*ТЕКСТ ДЛЯ ЧТЕНИЯ*
======

Новости

Новости

20 февраля 2016, 15:07

Культура

Владимир Мартынов: "В наше время неинтересно быть композитором"

Фото: m24.ru/Владимир Яроцкий

20 февраля композитору и философу Владимиру Мартынову исполнилось 70 лет. Чуть раньше, 18 февраля, в Мемориальном музее Скрябина состоялось открытие выставки "Владимир Мартынов", приуроченной к юбилею мастера. До начала мероприятия журналисту m24.ru Юлии Чечиковой удалось поговорить с виновником торжества об абсолютно прекрасном звуке, отношениях в композиторском сообществе и о задачах актуальной музыки.

– Владимир Иванович, расскажите, какие мероприятия запланированы к празднованию вашего юбилея?

– Так получилось, что мой традиционный фестиваль пришелся как раз на эти дни, но изначально он не был связан с юбилеем, так как меня такие мероприятия всегда коробят. Единственное, за чем я не доглядел – Государственный центр современного искусства вместе с музеем Скрябина решили устроить эту выставку в рамках другого фестиваля – "Между звуком, текстом и образом". Но поскольку вслед за ней идет выставка моей жены, Татьяны Гринденко, то я решил, что это вполне допустимо. В моем фестивале примут участие Леонид Федоров, Владимир Волков, Павел Карманов, Сергей Загний, Георгий Пелецис.

======

[Записи с указанием названных объектов]
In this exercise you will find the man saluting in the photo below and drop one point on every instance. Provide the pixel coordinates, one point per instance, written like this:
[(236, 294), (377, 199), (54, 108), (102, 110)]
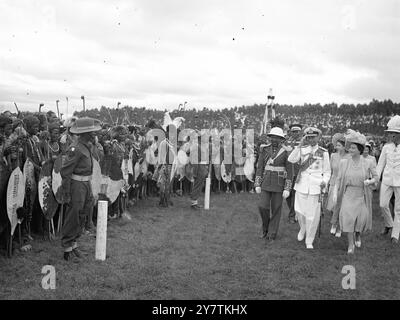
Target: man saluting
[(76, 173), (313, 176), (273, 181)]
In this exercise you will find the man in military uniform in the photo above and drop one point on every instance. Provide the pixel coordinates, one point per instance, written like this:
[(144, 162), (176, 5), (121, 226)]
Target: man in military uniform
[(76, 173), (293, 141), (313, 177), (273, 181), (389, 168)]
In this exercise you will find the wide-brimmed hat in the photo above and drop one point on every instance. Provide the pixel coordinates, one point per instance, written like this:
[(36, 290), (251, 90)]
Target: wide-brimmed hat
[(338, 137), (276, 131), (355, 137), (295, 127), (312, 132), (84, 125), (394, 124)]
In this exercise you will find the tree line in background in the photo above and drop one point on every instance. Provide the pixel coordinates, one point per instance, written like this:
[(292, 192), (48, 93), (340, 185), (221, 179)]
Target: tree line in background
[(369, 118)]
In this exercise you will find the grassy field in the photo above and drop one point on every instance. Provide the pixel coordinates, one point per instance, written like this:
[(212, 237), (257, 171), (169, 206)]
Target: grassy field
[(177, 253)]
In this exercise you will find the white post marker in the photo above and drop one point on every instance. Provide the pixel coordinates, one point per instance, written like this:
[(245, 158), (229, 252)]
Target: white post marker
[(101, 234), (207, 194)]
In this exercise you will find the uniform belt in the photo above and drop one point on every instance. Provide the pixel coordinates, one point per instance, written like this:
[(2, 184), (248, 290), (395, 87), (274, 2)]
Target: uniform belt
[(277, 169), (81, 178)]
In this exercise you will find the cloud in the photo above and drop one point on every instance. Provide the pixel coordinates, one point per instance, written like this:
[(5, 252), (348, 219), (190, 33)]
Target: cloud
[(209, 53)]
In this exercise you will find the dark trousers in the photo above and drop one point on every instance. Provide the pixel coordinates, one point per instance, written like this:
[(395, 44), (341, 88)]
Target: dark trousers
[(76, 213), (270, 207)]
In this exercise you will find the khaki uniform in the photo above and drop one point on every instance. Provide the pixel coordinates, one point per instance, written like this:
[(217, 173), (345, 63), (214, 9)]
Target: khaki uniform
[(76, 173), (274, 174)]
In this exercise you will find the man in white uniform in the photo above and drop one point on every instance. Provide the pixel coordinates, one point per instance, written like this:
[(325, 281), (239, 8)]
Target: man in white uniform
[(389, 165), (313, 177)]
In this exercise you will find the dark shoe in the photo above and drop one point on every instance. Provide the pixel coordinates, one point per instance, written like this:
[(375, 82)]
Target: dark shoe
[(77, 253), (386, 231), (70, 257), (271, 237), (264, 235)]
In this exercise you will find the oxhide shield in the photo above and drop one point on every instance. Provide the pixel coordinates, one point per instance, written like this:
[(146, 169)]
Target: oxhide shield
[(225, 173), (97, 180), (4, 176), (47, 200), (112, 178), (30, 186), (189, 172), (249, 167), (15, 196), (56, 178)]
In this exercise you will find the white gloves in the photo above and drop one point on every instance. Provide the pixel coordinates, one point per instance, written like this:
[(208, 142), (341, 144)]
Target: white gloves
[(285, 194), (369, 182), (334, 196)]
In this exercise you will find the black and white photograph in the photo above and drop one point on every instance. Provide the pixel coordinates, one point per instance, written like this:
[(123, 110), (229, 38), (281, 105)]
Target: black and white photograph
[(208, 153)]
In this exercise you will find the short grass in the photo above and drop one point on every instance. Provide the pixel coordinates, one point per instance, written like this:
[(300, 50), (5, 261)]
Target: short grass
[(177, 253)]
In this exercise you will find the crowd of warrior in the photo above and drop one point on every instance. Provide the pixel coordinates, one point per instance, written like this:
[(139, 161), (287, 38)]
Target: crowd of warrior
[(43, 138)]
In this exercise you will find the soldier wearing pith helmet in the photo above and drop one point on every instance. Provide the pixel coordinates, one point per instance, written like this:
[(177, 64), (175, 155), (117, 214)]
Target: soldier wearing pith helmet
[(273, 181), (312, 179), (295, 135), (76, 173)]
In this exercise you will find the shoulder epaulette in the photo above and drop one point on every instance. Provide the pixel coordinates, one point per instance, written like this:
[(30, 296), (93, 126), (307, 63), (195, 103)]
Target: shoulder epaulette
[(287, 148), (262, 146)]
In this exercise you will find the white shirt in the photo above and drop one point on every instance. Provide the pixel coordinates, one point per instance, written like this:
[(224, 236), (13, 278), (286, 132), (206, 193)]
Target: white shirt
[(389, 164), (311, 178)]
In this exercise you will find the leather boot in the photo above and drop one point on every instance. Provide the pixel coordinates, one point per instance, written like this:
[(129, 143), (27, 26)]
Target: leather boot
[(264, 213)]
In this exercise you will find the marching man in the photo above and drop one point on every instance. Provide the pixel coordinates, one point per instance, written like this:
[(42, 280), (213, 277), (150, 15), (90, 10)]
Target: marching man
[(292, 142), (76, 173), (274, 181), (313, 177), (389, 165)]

======

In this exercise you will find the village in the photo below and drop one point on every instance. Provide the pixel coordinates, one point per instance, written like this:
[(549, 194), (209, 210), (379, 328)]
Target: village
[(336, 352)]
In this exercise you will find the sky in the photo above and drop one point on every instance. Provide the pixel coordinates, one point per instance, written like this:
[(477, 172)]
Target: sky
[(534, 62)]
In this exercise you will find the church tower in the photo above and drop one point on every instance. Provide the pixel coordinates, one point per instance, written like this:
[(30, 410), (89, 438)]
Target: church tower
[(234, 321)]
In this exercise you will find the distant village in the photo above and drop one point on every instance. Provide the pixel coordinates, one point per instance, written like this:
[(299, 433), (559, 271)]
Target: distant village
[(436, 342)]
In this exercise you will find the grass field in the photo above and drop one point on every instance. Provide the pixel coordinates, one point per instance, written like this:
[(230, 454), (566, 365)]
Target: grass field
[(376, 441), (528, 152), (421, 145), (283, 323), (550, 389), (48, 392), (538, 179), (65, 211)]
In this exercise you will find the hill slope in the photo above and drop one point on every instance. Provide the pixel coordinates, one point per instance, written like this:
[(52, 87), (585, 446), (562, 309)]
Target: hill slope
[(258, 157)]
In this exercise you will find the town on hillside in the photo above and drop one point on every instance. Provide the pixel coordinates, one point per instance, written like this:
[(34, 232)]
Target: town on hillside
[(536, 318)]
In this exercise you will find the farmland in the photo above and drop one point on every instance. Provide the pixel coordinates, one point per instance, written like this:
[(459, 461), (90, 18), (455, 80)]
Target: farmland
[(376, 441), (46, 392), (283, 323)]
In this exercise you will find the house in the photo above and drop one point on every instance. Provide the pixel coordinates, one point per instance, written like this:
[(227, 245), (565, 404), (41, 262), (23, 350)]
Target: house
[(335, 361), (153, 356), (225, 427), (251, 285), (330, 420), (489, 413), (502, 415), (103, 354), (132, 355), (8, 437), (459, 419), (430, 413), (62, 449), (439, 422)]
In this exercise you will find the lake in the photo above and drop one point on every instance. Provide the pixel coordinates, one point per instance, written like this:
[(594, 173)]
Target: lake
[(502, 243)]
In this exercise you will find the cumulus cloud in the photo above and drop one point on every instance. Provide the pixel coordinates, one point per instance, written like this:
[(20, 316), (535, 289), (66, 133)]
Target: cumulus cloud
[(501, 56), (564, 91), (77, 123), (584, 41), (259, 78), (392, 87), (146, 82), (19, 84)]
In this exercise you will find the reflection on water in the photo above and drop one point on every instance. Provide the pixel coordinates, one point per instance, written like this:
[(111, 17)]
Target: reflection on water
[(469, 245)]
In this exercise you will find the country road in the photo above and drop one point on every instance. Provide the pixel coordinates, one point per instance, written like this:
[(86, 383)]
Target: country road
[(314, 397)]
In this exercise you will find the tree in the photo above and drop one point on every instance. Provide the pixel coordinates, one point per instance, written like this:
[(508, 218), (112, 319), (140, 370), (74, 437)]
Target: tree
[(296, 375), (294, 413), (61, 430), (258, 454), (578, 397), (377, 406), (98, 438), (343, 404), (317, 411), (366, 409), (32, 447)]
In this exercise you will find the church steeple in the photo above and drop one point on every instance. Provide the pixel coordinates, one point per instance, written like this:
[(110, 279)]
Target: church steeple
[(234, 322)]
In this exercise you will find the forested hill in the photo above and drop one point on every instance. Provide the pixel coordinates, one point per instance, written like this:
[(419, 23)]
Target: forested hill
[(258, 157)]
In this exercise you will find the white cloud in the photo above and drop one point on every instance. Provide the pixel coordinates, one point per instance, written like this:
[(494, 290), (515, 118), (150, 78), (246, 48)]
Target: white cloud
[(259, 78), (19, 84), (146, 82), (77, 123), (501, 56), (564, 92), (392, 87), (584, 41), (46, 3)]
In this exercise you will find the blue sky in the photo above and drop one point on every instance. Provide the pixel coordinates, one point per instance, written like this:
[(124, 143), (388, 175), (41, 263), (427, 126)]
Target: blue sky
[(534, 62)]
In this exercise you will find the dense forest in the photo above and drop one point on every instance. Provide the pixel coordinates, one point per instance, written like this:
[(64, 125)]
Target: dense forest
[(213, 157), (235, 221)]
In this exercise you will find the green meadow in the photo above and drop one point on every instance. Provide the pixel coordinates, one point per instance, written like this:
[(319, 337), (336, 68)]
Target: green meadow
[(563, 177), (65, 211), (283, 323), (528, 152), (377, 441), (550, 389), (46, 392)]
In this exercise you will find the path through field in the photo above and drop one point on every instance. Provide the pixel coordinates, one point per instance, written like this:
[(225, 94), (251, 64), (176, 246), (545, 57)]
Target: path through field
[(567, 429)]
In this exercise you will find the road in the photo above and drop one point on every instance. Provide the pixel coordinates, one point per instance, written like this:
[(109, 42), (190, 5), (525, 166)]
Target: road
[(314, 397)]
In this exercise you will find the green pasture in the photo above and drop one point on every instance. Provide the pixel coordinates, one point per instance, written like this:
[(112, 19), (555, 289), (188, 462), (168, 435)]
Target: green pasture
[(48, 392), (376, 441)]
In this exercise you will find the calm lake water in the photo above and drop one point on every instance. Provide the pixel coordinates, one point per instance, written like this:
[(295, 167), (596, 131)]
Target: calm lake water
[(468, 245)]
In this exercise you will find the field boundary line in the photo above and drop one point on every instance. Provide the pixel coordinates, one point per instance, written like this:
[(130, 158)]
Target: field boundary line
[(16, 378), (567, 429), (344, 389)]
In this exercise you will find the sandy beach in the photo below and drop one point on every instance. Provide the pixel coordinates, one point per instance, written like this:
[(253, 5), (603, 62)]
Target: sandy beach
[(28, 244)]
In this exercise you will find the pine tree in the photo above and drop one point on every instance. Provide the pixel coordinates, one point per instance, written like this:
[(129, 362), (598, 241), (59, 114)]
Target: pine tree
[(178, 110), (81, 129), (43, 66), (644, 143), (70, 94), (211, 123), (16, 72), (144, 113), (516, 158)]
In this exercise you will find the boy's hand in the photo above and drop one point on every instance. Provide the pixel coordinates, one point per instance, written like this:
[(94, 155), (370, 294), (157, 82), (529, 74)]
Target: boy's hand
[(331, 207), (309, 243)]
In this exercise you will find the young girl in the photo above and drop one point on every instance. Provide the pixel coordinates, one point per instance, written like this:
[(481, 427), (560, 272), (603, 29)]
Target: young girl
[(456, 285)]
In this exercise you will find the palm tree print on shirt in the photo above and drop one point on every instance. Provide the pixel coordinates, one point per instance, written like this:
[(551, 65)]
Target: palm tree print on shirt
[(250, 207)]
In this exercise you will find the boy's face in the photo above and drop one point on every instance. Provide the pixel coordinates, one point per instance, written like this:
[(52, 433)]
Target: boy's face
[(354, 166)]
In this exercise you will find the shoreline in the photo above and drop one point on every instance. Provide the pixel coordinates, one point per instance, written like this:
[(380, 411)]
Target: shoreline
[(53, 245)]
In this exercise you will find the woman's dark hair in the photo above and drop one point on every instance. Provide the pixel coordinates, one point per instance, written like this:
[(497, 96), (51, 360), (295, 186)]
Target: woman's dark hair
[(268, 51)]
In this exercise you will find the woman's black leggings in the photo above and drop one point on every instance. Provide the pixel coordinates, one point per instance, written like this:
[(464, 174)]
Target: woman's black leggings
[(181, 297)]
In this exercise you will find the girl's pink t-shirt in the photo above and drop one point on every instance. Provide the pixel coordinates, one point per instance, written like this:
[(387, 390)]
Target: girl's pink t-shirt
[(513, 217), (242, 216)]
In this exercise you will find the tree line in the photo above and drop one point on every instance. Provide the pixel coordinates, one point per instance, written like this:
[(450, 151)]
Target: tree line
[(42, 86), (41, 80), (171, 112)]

======

*ЗАДАНИЕ*
В каком музее 18 февраля открылась выставка «Владимир Мартынов», согласно интервью с Владимиром Мартыновым?

*ОТВЕТ*
В Мемориальном музее Скрябина.